BEGIN Data in this exercise

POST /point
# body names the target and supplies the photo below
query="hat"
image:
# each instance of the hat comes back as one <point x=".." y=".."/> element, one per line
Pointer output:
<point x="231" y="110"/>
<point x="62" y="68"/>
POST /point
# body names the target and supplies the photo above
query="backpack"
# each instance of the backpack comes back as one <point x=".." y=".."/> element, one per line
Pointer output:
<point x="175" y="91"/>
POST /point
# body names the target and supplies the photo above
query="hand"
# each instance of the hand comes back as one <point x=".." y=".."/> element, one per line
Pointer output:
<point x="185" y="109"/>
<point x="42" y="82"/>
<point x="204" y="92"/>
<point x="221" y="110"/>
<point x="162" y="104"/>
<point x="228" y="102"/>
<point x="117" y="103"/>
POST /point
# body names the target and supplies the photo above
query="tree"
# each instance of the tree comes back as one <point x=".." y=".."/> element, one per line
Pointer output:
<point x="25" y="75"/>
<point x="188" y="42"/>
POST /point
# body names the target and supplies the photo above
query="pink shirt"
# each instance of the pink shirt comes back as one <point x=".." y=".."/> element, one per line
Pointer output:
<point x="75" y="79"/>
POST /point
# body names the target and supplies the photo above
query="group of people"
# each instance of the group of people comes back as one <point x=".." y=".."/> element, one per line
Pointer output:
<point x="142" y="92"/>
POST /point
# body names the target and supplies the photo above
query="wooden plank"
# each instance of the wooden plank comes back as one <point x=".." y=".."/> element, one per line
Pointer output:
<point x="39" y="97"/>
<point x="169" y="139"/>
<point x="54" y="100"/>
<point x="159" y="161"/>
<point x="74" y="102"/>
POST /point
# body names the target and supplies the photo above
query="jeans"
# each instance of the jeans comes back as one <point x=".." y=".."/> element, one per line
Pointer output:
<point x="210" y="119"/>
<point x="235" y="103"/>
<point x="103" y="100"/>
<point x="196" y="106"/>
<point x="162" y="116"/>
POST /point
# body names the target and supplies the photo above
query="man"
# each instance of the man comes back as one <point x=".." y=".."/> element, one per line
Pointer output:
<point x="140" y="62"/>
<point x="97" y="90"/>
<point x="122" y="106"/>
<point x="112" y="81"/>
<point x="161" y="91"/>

END Data in this exercise

■ **What you should do**: In the records above, copy exactly the lines from the one that contains "# each instance of the backpack" through the last, and nothing else.

■ **Task answer**:
# each instance of the backpack comes back as one <point x=".." y=".."/> element, one per line
Pointer output:
<point x="175" y="91"/>
POST /point
# body names the target and supplies the photo above
query="hand"
# each instance of the hand comes back as one <point x=".." y=".."/> element, one per line
Pointer output:
<point x="185" y="109"/>
<point x="42" y="82"/>
<point x="204" y="92"/>
<point x="221" y="110"/>
<point x="162" y="104"/>
<point x="228" y="102"/>
<point x="117" y="103"/>
POST /point
# body names the target and supplies the photo above
query="tree"
# each instance of the tree comes back as one <point x=".." y=".."/> element, one per line
Pointer output:
<point x="25" y="75"/>
<point x="188" y="42"/>
POST /point
# body names the target and supplies the photo above
query="pink shirt"
# each instance of the pink shirt comes back as one <point x=".." y=".."/> element, one per line
Pointer output:
<point x="75" y="79"/>
POST /point
# body names the target and supplies the photo above
query="group of people"
# each instance of the group of people comes back as one <point x=".." y=".."/> element, one per line
Pointer output:
<point x="142" y="92"/>
POST /point
# body names the target and supplies the photo above
query="wooden plank"
# each instance of the wooden plank comes back as one <point x=".." y=".."/> element, one per line
Pointer output:
<point x="39" y="97"/>
<point x="169" y="139"/>
<point x="54" y="100"/>
<point x="159" y="161"/>
<point x="74" y="102"/>
POST /point
# body names the target and supplies the photo above
query="jeans"
# each instance of the jeans comes back as one <point x=".." y=".."/> element, one per line
Pointer output:
<point x="210" y="119"/>
<point x="235" y="103"/>
<point x="103" y="100"/>
<point x="196" y="106"/>
<point x="162" y="116"/>
POST /point
# body names the target and supplies the photo above
query="man"
# each instance of the man comes back as one <point x=".." y=".."/> element, one per line
Pointer output:
<point x="140" y="62"/>
<point x="97" y="90"/>
<point x="122" y="106"/>
<point x="112" y="81"/>
<point x="161" y="91"/>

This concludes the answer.